*** Material provided ***

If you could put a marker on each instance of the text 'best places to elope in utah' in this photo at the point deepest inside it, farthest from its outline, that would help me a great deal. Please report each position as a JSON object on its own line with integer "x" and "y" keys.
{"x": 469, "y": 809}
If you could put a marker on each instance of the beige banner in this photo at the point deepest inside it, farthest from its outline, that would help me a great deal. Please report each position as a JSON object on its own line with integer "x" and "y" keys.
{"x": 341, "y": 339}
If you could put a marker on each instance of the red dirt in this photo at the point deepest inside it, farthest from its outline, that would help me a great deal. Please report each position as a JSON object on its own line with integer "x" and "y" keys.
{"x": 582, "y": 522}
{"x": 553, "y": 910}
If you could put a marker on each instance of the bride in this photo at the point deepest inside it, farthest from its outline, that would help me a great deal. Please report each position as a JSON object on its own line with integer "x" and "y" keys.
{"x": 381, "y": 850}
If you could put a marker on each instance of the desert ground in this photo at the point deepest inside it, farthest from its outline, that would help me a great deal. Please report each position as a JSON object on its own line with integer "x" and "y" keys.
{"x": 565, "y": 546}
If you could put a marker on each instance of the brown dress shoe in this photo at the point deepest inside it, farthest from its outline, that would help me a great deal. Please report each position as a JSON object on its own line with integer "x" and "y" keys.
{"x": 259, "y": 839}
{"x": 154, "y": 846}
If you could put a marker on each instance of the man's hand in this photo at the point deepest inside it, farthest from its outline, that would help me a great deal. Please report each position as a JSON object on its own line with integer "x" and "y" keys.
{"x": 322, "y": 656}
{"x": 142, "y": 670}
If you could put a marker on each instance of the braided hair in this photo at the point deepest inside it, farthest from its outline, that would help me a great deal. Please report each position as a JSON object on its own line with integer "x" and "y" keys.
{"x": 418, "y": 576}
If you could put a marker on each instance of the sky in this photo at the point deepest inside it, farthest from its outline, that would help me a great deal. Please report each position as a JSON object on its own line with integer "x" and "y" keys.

*** End of Material provided ***

**Required action:** Only one thing belongs in the reply: the exact lines of the listing above, from the one with "of the man's" through its last line.

**Result of this task:**
If you could put a marker on each instance of the man's hand in this photo at the point deepest inside it, farthest from its outline, that would help me a great deal. Please report each position as a JSON object on its own line with integer "x" and "y" keys.
{"x": 322, "y": 656}
{"x": 142, "y": 670}
If you could put a marker on each instance of the braided hair in this photo at the point deepest inside it, farthest from its outline, that would help me a great deal. Please report each position as a JSON object on its own line with integer "x" and "y" keys.
{"x": 418, "y": 576}
If you could put a marker on each instance of the sky in this photo at the point deepest inside it, farthest from its outline, that would help me a great deal. Please report each position as a JSON object on its own line with integer "x" and "y" keys.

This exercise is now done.